Tour d’horizon du nouveau cadre juridique.
Tour d’horizon du nouveau cadre juridique.
Au préalable, le juge rappelle le cadre juridique encore en vigueur au moment des faits ainsi que le processus de recouvrement des frais lorsque la commune prend la place du propriétaire qui n’a pas réalisé les travaux exigés par l’arrêté de péril.
Deux dispositions font ainsi référence au mode de recouvrement et au contenu de la créance :
- L’article L. 511-4 dans sa version applicable prévoit que :
"Les frais de toute nature, avancés par la commune lorsqu’elle s’est substituée aux propriétaires ou copropriétaires défaillants, en application des dispositions des articles L. 511-2 et L. 511-3, sont recouvrés comme en matière de contributions directes. (...)".
- L’article R. 511-5 dans sa version applicable au litige, dispose que :
"La créance de la commune sur les propriétaires ou exploitants née de l’exécution d’office des travaux prescrits en application des articles L. 511-2 et L. 511-3 comprend le coût de l’ensemble des mesures que cette exécution a rendu nécessaires, notamment celui des travaux destinés à assurer la sécurité de l’ouvrage ou celle des bâtiments mitoyens, les frais exposés par la commune agissant en qualité de maître d’ouvrage public et, le cas échéant, la rémunération de l’expert nommé par le juge administratif. "

········

• Objectif 1: Dans les enregistrements, renommez « photograph » en « image » et redonnez les lignes depuis le début jusqu'à la ligne contenant « 342 54 380 81 » incluse, sans rien modifier d'autre.
Le texte et les enregistrements n'ont aucun lien entre eux.

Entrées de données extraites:

········

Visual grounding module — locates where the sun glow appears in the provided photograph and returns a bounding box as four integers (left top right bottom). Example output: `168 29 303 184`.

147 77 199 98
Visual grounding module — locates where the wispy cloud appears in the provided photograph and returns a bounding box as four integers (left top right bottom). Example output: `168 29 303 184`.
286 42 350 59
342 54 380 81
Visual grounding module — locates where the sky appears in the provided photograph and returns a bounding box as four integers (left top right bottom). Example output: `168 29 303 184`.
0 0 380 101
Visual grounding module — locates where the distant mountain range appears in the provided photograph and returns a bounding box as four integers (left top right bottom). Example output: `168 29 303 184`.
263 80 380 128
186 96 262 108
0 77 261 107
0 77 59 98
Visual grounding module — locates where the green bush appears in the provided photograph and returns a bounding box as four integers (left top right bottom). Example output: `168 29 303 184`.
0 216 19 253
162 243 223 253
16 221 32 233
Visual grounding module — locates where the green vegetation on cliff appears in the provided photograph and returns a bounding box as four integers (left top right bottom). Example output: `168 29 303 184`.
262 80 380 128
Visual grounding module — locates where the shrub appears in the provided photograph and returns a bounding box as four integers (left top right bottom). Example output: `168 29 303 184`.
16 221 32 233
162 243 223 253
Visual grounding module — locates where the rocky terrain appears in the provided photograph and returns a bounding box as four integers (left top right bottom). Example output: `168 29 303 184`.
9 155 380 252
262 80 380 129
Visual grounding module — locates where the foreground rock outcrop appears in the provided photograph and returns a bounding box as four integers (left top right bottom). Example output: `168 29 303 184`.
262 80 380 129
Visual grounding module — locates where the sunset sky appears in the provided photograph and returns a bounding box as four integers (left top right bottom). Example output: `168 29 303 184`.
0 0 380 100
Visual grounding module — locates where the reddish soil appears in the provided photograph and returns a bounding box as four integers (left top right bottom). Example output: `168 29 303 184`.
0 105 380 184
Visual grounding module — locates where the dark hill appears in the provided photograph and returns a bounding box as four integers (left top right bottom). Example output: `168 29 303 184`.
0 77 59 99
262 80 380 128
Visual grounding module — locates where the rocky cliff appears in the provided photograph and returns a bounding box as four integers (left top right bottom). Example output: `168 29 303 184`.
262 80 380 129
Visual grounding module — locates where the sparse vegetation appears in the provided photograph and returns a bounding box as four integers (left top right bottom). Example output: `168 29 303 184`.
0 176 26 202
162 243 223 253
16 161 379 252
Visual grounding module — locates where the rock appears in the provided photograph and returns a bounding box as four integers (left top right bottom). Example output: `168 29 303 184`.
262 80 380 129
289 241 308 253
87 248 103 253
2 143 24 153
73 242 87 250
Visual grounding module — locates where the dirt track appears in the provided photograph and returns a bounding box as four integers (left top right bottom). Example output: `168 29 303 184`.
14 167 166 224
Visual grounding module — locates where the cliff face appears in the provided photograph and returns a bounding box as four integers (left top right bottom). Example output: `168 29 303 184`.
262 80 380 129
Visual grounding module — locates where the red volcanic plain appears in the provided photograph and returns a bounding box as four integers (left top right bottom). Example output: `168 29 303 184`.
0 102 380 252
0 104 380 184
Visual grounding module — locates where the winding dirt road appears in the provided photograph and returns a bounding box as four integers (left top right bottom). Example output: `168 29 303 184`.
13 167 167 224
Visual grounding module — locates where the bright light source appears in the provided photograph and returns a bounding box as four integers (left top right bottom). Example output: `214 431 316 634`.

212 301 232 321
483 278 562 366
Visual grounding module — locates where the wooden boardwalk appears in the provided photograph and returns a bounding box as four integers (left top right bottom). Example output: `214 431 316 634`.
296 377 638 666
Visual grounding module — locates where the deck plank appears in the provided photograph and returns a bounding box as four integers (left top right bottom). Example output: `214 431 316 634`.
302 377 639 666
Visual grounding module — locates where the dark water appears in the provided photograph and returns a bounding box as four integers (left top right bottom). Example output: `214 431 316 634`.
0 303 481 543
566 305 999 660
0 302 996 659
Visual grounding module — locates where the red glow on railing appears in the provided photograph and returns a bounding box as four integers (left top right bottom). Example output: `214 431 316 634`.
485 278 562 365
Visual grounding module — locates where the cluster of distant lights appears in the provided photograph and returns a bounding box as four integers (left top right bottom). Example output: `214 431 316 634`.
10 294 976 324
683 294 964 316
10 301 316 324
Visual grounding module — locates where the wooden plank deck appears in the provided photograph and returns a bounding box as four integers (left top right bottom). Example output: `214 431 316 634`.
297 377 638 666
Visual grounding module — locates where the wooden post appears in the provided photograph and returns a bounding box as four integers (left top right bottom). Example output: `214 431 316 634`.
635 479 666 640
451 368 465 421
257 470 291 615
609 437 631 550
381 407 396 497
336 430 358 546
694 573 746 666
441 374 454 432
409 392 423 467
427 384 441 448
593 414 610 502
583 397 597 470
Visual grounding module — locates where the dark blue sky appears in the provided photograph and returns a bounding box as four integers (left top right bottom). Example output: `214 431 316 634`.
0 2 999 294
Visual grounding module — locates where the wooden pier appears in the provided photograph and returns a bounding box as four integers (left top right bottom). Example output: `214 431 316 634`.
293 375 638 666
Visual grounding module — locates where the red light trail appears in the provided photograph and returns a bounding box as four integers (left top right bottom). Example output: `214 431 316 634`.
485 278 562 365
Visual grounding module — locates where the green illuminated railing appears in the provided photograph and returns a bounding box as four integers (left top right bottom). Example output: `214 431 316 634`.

········

• Objectif 2: Recopiez sans aucune modification le texte extrait, depuis « Au préalable, le » jusqu'à « l’arrêté de péril. » inclus.

• Solution proposée 1:
Visual grounding module — locates where the sun glow appears in the provided image and returns a bounding box as four integers (left top right bottom). Example output: `168 29 303 184`.

147 77 199 98
Visual grounding module — locates where the wispy cloud appears in the provided image and returns a bounding box as four integers (left top right bottom). Example output: `168 29 303 184`.
286 42 350 59
342 54 380 81

• Solution proposée 2:
Au préalable, le juge rappelle le cadre juridique encore en vigueur au moment des faits ainsi que le processus de recouvrement des frais lorsque la commune prend la place du propriétaire qui n’a pas réalisé les travaux exigés par l’arrêté de péril.